Collected data entries:
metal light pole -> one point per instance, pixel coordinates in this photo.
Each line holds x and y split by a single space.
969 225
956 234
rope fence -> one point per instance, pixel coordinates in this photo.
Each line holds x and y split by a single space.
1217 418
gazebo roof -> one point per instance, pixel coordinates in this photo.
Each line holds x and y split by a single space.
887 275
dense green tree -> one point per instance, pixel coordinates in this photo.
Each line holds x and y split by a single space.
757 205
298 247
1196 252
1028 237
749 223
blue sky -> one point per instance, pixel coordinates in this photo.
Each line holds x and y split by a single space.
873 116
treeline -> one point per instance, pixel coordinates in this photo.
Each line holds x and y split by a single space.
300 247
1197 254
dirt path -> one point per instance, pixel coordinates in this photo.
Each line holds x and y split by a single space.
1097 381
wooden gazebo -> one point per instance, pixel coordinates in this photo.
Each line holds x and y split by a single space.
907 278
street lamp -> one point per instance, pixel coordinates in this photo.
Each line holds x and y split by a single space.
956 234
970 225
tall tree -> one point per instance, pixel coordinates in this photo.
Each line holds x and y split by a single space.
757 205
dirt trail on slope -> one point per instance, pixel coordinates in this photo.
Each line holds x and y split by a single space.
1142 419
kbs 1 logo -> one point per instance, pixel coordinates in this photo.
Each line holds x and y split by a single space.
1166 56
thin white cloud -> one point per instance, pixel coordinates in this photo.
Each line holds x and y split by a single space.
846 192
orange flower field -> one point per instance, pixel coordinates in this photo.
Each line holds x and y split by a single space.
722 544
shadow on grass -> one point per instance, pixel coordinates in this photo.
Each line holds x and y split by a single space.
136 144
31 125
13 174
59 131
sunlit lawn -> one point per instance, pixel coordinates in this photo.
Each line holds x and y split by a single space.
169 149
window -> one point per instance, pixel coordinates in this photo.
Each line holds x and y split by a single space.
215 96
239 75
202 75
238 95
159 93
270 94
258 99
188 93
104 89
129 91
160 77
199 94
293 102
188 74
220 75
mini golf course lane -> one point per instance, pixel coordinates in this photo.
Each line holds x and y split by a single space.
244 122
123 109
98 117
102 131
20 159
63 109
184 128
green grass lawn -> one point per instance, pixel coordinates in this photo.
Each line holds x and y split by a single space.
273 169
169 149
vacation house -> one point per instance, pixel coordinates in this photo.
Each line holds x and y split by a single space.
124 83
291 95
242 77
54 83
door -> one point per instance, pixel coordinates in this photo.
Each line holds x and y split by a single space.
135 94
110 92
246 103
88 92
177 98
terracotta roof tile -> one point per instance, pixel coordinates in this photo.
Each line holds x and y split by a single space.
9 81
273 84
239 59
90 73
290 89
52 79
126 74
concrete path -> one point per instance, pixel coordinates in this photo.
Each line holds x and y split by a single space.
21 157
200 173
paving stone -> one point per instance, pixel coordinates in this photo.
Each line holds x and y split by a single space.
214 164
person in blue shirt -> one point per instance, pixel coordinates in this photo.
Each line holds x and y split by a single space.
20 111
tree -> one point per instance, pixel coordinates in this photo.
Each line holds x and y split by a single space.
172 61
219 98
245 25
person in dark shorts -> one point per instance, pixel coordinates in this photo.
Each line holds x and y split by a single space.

#### What to do
Retype every record above exactly as it appears.

#### Solved problem
metal light pole -> one point per instance, pixel coordinates in this photo.
Each line holds x and y split by a single space.
969 225
956 234
rope fence -> one point per instance, pixel coordinates in this photo.
Each line holds x and y split by a single space.
1217 418
gazebo roof -> one point per instance, pixel coordinates in this photo.
Each line holds x and y split by a single space.
887 275
dense green tree -> one point per instance, pixel coordinates in this photo.
Each line holds x and y split by a single space.
757 205
298 247
1196 252
1028 237
749 223
blue sky -> one point per instance, pixel coordinates in this photo.
Each line holds x and y split by a single space.
873 116
treeline -> one point per instance, pixel coordinates in this photo.
Each line holds x and y split by a single space.
300 247
1197 254
dirt path -> one point per instance, pixel coordinates in this photo.
Each line holds x and y split by a single space.
1097 381
wooden gazebo -> one point per instance, pixel coordinates in this photo.
Each line holds x and y split by a single space.
907 278
street lamp -> one point per instance, pixel coordinates in this photo.
Each line holds x and y split by a single space.
956 234
970 225
tall tree -> one point per instance, pixel coordinates in this photo.
Each line holds x and y split by a single space.
757 205
dirt trail on slope -> one point per instance, pixel coordinates in this photo.
Each line holds x and y split by a single space.
1142 419
kbs 1 logo -> one point per instance, pixel coordinates in this photo.
Each line holds x and y split by a single space.
1166 56
thin white cloud -> one point per instance, pixel coordinates in this photo.
Each line holds x and y split by a single space.
846 192
orange flower field -> one point per instance, pixel coordinates in this photo.
Each line holds x and y split by a single space.
722 544
shadow on grass -> one point per instance, pixel coordinates in this photo.
Each line holds x and y split by a single space.
136 144
31 125
13 174
59 131
sunlit lawn -> one point per instance, pixel coordinates in this photo.
Each line holds x and y split by a single space.
169 149
window -> one point per instance, pixel coordinates in this photo.
Each line holds x and y split by a single space.
215 96
239 75
202 75
238 95
159 93
270 94
258 99
188 93
104 89
129 91
160 77
199 94
293 102
188 74
220 75
mini golf course lane -> one point per instance, pixel coordinates in this photo.
Each line holds x and y split by a single space.
244 122
123 109
98 117
102 131
20 159
63 109
184 128
green grass lawn -> one point per instance, pixel coordinates in this photo.
Each line holds x and y split by a single space.
273 169
169 149
vacation house -> one point per instance, pixel coordinates in this photo.
Each line holds x and y split by a single space.
124 83
291 95
242 77
54 83
door -> one point per instance, pixel coordinates in this photo.
Each line holds x and y split by a single space.
135 94
110 92
246 103
88 92
177 98
terracotta roof tile -> one point per instance, pixel coordinates in this photo.
Each line holds x and y split by a single space.
9 81
273 84
239 59
90 73
290 89
52 79
126 74
concrete path -> one point per instance, pixel coordinates in this photo.
Each line holds x and y split by a single space.
21 157
200 173
paving stone -> one point per instance, pixel coordinates in this photo.
Each line holds x and y split by a single space.
214 164
person in blue shirt -> one point per instance, pixel coordinates in this photo.
Each line holds x and y split by a single space.
20 111
tree -> one point per instance, pixel coordinates in this photo.
Each line holds x and y split by a single space.
172 61
219 98
245 25
person in dark shorts -> one point per instance, pixel coordinates in this photo.
Each line holds x and y split by a single space.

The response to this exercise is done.